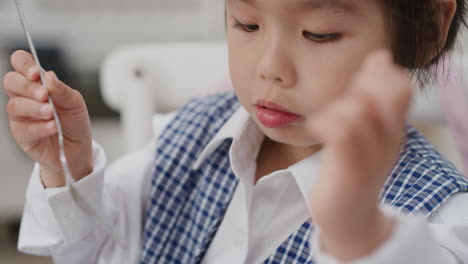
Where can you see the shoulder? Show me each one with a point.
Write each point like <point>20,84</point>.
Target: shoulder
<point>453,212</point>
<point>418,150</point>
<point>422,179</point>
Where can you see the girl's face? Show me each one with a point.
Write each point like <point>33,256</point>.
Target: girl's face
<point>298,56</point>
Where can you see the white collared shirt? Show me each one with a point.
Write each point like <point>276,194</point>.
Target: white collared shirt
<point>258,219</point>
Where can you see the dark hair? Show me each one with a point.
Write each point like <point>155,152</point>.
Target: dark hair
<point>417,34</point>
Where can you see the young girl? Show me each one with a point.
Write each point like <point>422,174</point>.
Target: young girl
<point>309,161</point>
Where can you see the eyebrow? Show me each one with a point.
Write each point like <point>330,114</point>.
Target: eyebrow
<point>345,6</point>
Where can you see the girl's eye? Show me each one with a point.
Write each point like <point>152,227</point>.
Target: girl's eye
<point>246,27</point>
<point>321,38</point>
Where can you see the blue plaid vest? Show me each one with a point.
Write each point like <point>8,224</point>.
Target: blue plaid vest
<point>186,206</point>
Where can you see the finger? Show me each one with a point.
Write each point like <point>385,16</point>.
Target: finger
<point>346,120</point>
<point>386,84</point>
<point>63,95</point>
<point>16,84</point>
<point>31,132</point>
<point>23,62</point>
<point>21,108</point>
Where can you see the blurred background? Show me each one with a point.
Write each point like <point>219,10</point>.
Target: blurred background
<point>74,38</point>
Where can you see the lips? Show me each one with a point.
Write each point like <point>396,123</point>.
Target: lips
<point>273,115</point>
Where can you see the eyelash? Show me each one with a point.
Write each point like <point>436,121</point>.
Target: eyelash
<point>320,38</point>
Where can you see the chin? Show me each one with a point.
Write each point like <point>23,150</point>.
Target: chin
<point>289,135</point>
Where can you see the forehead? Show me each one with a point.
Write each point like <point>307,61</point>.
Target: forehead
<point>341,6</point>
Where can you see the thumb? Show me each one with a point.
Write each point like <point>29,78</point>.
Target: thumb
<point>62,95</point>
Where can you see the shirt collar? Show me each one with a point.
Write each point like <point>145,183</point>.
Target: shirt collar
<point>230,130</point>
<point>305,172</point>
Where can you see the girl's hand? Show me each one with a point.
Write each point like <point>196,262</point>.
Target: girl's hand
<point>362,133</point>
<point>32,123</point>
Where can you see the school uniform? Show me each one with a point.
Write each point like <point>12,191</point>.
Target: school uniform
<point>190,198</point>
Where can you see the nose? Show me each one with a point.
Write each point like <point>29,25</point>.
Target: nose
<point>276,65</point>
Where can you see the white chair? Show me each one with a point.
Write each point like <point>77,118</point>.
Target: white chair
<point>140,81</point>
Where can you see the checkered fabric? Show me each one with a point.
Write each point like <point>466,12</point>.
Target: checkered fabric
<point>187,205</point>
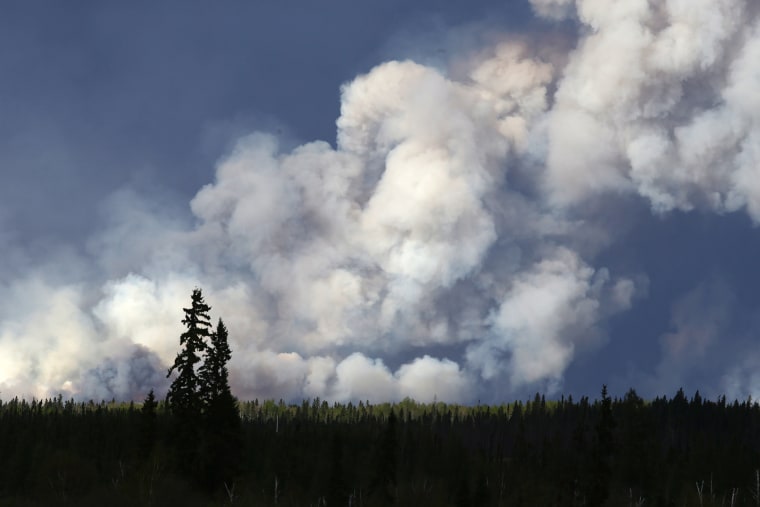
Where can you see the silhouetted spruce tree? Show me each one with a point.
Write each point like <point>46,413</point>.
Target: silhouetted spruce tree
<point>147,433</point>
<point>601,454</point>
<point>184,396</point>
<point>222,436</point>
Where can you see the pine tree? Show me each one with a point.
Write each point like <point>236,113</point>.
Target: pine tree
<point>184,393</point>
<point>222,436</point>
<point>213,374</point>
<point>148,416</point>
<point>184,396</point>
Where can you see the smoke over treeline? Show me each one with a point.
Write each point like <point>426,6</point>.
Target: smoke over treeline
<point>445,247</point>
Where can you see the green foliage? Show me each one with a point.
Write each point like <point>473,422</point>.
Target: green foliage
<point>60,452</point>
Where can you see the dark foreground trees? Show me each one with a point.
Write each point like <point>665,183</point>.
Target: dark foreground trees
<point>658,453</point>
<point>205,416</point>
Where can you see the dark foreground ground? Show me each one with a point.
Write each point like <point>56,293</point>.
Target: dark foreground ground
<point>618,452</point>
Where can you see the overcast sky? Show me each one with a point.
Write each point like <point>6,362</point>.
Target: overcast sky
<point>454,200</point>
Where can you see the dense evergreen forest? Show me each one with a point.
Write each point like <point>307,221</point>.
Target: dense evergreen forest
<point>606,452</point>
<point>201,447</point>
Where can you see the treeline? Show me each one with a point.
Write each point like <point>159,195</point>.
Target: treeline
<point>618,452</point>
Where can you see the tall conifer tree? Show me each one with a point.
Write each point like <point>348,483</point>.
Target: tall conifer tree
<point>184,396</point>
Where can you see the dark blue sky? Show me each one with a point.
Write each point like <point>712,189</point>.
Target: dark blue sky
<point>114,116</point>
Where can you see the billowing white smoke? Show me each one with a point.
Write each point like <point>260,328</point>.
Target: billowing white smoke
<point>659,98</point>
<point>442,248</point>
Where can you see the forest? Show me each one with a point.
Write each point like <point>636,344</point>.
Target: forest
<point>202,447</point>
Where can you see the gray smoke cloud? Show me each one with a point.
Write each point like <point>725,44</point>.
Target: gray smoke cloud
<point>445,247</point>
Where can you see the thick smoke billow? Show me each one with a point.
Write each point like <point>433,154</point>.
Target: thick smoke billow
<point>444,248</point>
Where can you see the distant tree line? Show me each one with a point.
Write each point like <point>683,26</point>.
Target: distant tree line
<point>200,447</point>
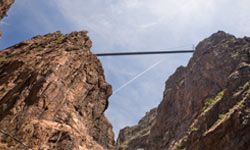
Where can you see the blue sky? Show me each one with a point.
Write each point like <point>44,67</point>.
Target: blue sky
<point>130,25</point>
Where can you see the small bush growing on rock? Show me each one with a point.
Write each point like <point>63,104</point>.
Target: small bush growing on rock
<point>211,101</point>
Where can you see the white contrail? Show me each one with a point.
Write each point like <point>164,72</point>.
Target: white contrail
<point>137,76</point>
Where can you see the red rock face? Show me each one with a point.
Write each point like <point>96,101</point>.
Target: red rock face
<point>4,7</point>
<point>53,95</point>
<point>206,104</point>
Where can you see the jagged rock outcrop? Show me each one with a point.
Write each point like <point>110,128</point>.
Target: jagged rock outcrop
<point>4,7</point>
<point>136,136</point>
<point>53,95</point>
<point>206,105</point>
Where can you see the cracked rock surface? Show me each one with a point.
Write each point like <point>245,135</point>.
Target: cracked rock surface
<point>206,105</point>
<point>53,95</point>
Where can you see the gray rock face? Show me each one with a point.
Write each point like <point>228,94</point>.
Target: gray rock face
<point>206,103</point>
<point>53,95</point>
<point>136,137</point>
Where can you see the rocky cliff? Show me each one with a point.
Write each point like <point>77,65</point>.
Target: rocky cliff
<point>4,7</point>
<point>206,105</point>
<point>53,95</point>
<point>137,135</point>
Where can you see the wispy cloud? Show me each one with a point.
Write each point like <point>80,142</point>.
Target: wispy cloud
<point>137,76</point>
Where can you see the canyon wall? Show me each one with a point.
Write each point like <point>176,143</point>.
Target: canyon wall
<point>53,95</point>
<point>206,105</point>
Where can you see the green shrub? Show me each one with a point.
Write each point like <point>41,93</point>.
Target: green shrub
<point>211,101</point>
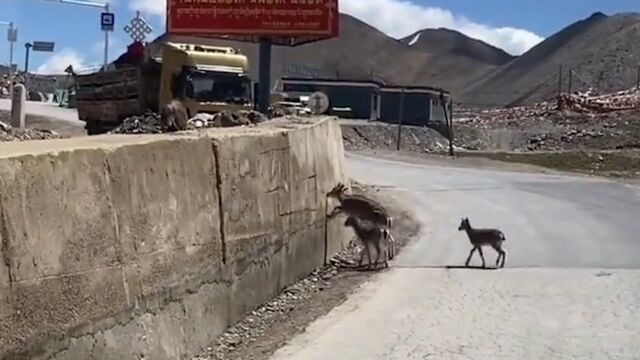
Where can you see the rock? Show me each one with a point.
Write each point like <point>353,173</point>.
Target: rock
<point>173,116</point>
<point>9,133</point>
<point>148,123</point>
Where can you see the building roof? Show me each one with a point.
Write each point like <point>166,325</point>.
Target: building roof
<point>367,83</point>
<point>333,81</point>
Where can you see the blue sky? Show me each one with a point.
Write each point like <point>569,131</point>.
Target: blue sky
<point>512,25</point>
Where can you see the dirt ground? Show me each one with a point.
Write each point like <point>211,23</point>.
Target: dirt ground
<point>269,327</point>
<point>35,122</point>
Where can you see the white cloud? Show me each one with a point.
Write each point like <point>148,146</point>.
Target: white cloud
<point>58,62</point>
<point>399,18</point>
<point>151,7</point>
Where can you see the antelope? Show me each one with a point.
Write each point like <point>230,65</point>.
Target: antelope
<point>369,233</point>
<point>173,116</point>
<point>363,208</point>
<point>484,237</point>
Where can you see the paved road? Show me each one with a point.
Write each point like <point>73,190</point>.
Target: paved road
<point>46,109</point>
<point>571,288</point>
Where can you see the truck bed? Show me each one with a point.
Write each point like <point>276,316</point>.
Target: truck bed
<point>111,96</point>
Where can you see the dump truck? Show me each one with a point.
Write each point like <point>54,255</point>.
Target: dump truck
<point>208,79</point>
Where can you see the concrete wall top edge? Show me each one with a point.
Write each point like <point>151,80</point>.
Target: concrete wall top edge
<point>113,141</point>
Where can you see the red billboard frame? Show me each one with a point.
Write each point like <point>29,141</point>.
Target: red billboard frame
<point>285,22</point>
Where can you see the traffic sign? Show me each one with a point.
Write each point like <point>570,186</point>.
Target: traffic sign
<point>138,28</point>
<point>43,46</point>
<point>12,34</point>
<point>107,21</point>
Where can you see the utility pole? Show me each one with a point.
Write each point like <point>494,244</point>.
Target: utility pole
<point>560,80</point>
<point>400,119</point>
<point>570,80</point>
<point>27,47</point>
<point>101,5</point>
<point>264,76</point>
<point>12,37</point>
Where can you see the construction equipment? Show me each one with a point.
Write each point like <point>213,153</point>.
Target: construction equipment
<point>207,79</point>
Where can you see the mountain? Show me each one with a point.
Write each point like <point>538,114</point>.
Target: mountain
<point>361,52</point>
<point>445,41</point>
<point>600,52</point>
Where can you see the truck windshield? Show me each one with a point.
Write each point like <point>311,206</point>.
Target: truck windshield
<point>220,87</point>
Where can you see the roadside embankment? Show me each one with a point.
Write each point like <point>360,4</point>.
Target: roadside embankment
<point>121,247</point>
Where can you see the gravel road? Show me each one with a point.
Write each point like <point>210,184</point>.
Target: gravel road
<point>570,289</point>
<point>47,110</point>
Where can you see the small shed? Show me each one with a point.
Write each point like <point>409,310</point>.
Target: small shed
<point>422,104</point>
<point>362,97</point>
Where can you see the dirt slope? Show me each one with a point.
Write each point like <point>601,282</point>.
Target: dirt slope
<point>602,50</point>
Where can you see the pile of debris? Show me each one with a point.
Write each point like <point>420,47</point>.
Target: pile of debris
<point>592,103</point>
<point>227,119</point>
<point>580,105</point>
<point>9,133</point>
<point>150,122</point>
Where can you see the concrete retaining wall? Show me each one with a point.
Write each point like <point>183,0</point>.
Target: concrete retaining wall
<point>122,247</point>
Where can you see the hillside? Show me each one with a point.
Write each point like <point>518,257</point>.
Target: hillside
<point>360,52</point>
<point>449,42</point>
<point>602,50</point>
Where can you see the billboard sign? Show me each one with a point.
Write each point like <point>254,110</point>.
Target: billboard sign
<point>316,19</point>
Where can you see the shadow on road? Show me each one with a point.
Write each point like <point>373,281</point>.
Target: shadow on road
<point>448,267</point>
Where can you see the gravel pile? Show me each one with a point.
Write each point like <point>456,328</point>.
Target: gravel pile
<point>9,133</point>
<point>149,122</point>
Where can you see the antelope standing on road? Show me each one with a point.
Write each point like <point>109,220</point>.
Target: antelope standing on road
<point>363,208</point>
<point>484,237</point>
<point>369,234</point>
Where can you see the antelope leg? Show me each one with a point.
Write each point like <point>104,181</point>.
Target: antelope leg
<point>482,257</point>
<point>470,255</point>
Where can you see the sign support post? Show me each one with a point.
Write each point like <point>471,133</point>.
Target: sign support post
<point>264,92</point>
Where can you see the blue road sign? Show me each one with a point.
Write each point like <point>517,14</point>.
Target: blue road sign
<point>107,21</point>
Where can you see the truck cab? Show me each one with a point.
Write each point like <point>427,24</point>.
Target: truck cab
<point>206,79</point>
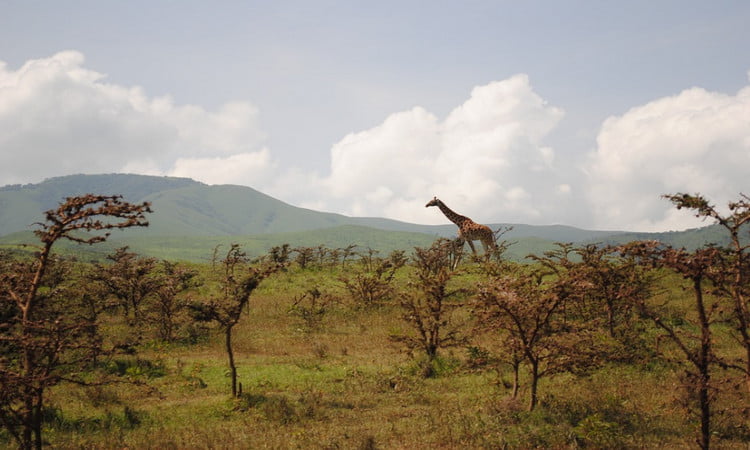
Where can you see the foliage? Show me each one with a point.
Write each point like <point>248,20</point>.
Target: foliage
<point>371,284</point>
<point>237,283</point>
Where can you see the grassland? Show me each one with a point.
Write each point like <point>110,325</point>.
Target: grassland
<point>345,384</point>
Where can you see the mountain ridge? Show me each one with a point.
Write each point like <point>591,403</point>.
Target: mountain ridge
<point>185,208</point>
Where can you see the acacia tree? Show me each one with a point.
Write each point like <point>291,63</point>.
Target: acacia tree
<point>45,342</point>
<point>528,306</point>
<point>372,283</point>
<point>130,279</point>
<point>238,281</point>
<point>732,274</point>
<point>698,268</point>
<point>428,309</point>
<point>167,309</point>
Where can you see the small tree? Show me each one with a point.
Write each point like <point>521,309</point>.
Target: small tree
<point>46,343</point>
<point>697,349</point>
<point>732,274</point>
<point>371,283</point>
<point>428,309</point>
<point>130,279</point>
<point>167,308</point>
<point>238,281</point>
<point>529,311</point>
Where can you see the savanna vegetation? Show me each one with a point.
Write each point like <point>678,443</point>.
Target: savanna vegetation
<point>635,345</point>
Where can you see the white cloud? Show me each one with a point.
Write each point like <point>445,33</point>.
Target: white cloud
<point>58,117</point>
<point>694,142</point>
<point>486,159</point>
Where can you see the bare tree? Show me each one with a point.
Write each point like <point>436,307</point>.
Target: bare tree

════════════════

Write out the material from its start up to and including the line with "<point>309,161</point>", putting "black hair" in place of "dark hair" and changing nothing else. Leave the pictures out.

■ **Output for this exercise**:
Where can you see the shoulder? Show me each one with a point.
Write each point like <point>20,84</point>.
Target: shoulder
<point>453,212</point>
<point>418,150</point>
<point>422,179</point>
Where can you see the girl's face? Show me each one with a point.
Write each point like <point>33,256</point>.
Target: girl's face
<point>298,56</point>
Where can you see the white collared shirt? Show me each one with a point.
Write each point like <point>276,194</point>.
Target: white collared shirt
<point>258,219</point>
Where can you see the black hair? Show me each one with a point.
Write each point like <point>155,152</point>.
Target: black hair
<point>417,34</point>
Where can you see the young girl? Show me each one with a point.
Write each point like <point>422,174</point>.
Target: young girl
<point>309,161</point>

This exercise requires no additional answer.